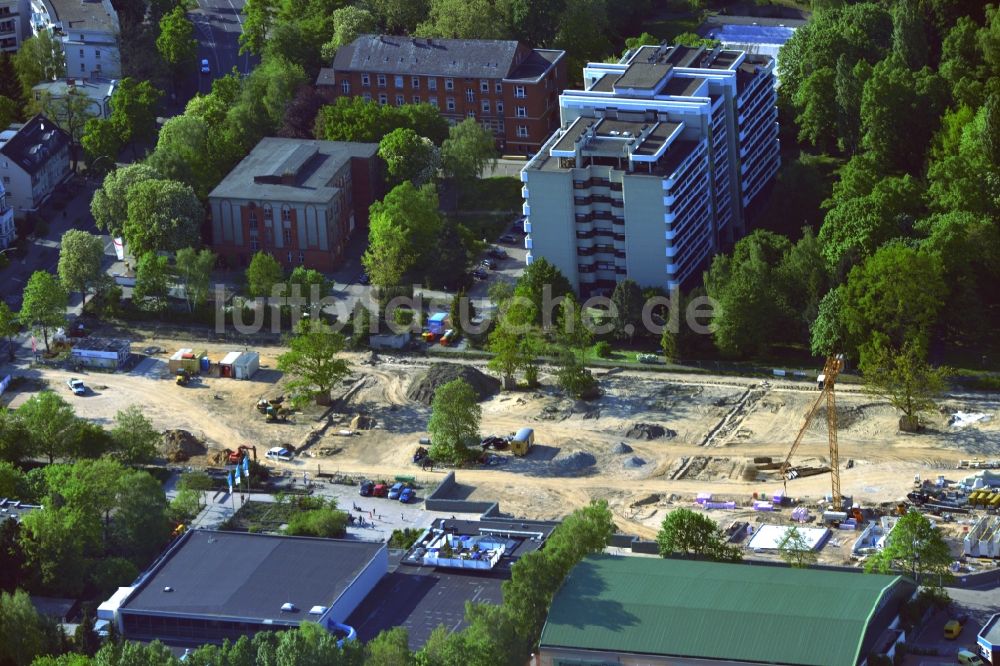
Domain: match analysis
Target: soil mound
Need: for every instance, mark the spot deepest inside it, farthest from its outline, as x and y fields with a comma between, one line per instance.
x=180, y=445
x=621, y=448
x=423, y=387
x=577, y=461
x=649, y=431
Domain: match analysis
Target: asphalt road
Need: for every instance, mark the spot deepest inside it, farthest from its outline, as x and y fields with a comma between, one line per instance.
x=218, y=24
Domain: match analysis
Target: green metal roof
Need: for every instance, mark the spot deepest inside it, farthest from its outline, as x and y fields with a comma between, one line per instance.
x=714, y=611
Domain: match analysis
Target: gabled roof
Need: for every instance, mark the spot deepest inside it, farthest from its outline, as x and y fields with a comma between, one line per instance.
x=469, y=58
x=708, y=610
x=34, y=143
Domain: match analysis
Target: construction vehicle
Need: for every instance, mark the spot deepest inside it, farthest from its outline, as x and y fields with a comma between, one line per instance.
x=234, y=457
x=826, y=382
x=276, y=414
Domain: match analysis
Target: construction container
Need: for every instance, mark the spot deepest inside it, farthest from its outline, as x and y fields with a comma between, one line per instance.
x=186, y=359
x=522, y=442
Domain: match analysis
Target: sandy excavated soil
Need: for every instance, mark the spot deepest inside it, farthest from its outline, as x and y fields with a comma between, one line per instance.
..........
Update the listing from its beginning through the line with "x=649, y=431" so that "soil mound" becomes "dirt mound" and nothing else changes. Leave the pictures out.

Domain: match analysis
Target: dirt mound
Need: for every instance, mark the spot deepest inside it, farthest from its outline, as x and y fields with a comma between, one line per instance.
x=180, y=445
x=621, y=448
x=423, y=387
x=577, y=461
x=649, y=431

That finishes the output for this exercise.